- [EXERCISE DESCRIPTION]: Take the line that contains "Would you mind pinning the blonde" as the first line and the final line of the records as the last; return exactly those lines and the lines between.

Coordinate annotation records
** Begin **

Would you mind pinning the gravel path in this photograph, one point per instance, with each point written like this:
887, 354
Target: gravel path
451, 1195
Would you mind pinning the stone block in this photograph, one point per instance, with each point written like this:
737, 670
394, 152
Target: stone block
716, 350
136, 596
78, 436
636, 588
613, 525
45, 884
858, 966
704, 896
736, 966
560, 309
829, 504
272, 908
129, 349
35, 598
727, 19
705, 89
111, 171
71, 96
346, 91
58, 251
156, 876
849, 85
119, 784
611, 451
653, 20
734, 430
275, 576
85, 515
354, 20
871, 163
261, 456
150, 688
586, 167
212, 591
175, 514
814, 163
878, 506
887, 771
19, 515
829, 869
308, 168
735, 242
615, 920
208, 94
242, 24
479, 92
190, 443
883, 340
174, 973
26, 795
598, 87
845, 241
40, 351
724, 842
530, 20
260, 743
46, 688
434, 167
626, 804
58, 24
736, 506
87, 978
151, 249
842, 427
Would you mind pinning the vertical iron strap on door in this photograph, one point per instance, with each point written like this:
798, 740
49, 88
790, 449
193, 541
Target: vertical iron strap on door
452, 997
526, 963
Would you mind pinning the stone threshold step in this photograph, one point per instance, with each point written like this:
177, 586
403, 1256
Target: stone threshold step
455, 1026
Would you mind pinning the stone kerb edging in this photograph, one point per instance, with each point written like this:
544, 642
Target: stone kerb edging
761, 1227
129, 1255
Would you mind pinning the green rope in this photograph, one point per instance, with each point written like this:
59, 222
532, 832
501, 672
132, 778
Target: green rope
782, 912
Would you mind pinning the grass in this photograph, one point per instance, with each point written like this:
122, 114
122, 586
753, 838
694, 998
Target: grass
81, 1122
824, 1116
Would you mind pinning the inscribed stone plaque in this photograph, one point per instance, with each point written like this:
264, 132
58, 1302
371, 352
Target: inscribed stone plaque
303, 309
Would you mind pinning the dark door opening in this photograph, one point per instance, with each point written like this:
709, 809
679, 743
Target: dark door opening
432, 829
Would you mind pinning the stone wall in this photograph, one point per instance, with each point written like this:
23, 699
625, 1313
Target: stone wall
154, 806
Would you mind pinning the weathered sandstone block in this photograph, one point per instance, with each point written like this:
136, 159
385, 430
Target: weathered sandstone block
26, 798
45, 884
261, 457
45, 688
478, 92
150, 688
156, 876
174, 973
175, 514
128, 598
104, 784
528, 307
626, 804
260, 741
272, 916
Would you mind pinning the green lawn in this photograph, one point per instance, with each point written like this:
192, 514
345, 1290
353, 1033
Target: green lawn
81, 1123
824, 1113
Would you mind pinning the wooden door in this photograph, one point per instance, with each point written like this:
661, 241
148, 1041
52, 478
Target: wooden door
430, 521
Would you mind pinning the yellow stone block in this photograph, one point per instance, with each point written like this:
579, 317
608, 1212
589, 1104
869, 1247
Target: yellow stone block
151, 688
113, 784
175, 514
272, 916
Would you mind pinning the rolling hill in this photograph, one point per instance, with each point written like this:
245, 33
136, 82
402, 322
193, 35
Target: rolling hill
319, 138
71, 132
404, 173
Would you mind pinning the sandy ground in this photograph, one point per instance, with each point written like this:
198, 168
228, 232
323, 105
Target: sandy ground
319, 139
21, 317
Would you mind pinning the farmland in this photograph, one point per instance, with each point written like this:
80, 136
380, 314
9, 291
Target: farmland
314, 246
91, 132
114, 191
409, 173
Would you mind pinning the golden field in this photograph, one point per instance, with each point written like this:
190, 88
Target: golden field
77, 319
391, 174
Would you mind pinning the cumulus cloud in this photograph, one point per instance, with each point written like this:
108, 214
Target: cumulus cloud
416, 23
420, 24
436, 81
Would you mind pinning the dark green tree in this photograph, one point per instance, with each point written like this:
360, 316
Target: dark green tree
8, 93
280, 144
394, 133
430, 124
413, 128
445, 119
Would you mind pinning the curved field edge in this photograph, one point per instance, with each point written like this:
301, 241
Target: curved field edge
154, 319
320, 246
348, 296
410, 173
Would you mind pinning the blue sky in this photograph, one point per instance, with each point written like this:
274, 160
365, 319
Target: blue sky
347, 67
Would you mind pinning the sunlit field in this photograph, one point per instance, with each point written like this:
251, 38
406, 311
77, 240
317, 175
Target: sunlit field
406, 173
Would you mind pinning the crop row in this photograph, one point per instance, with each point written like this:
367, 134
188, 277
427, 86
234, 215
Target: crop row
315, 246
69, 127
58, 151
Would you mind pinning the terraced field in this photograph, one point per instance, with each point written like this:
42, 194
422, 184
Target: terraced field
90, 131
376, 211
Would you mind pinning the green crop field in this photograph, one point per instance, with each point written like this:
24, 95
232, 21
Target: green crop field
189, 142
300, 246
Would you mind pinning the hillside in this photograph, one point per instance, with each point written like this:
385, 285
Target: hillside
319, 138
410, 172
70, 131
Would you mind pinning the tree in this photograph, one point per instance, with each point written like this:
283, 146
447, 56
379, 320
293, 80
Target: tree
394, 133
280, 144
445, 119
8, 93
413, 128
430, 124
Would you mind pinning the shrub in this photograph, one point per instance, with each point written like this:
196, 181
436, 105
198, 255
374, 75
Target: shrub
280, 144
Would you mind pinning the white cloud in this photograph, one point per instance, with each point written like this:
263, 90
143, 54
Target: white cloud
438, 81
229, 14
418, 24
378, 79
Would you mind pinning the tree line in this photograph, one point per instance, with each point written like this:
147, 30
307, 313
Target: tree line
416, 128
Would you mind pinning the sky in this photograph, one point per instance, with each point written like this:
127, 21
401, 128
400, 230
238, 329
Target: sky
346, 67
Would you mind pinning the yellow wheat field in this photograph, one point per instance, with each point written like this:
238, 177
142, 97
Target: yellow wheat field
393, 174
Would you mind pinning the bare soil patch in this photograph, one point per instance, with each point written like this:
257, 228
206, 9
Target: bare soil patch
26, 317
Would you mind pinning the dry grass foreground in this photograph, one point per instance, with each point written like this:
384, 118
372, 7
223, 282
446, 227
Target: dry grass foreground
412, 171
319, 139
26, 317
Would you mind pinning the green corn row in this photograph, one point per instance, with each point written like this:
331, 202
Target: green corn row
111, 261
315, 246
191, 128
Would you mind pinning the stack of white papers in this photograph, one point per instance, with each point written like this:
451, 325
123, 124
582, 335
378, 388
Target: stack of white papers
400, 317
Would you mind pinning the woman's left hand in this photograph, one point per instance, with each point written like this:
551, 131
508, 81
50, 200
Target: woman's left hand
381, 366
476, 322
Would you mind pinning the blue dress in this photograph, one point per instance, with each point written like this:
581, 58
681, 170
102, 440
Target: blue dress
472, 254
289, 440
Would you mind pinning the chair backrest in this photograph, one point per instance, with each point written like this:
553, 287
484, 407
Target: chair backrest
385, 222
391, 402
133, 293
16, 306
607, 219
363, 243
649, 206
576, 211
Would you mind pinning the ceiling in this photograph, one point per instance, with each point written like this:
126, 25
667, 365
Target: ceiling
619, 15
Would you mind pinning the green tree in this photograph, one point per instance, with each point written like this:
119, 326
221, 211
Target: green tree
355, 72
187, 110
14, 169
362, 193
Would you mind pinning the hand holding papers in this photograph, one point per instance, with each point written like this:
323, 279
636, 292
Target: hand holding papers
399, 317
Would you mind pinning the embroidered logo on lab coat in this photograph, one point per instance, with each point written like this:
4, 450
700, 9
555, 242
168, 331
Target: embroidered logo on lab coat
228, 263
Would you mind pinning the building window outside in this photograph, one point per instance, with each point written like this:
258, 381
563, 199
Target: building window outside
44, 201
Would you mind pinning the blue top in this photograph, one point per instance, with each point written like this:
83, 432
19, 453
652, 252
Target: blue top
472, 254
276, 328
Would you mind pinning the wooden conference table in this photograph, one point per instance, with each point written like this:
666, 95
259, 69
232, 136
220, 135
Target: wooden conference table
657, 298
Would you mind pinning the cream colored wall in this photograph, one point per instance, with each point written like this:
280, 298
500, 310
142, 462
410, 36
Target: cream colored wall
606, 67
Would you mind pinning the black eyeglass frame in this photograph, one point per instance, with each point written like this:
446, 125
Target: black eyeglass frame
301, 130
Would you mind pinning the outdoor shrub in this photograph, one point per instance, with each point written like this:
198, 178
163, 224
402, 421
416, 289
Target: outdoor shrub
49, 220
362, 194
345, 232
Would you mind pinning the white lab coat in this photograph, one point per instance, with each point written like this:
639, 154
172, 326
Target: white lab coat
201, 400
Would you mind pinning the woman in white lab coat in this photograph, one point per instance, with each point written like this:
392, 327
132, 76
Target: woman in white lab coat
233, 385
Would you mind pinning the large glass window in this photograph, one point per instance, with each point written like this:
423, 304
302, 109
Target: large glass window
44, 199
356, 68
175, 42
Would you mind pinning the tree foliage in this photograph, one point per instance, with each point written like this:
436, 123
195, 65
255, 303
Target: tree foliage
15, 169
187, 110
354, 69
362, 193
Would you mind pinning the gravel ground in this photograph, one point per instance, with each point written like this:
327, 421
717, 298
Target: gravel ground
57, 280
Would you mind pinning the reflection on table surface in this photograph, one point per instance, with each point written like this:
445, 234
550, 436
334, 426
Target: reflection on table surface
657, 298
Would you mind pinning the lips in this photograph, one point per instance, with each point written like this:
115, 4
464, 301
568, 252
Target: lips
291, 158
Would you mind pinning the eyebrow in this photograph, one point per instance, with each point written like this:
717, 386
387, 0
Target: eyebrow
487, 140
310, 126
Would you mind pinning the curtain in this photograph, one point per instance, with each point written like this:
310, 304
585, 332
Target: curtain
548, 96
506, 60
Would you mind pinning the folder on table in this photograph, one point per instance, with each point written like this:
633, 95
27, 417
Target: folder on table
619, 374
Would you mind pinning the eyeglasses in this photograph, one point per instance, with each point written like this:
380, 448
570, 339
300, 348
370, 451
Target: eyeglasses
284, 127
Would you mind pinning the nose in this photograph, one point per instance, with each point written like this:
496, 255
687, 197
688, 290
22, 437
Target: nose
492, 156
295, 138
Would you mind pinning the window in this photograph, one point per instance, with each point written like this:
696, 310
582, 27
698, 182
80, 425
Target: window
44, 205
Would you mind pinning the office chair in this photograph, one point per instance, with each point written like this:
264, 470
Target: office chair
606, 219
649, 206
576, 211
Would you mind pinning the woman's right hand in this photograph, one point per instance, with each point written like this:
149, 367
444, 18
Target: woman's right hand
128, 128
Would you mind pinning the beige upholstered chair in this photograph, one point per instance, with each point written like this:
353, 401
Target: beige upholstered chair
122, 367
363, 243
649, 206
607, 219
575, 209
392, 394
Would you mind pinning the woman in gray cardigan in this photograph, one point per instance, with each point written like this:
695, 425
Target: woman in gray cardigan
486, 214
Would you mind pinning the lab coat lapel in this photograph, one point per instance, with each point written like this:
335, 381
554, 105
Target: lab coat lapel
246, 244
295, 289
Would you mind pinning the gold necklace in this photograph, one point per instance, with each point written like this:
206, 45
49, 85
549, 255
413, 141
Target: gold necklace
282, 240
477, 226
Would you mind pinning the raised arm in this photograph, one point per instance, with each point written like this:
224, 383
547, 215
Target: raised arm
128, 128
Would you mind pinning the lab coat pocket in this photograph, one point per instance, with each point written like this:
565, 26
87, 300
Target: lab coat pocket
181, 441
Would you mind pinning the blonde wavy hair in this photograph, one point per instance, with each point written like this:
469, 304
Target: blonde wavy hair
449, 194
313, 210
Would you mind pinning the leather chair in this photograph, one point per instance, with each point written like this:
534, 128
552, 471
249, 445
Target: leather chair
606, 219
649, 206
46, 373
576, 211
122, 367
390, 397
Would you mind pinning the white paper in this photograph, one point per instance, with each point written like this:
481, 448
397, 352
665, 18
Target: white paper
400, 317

** End **

- [FINISHED ANSWER]:
Would you mind pinning the blonde wavy hair in this photograph, one point per instance, with each point written like this:
469, 304
Target: blonde wavy hair
449, 194
313, 210
Would you mind pinning the leather chair in this photograph, one point per instance, with each point written like this:
534, 128
552, 471
249, 445
Target: leather chair
606, 219
649, 206
46, 373
576, 211
122, 367
390, 397
Would you mind pinning the white paper in this photograph, one point per instance, with each point written like this:
481, 448
397, 352
665, 18
Target: white paper
400, 317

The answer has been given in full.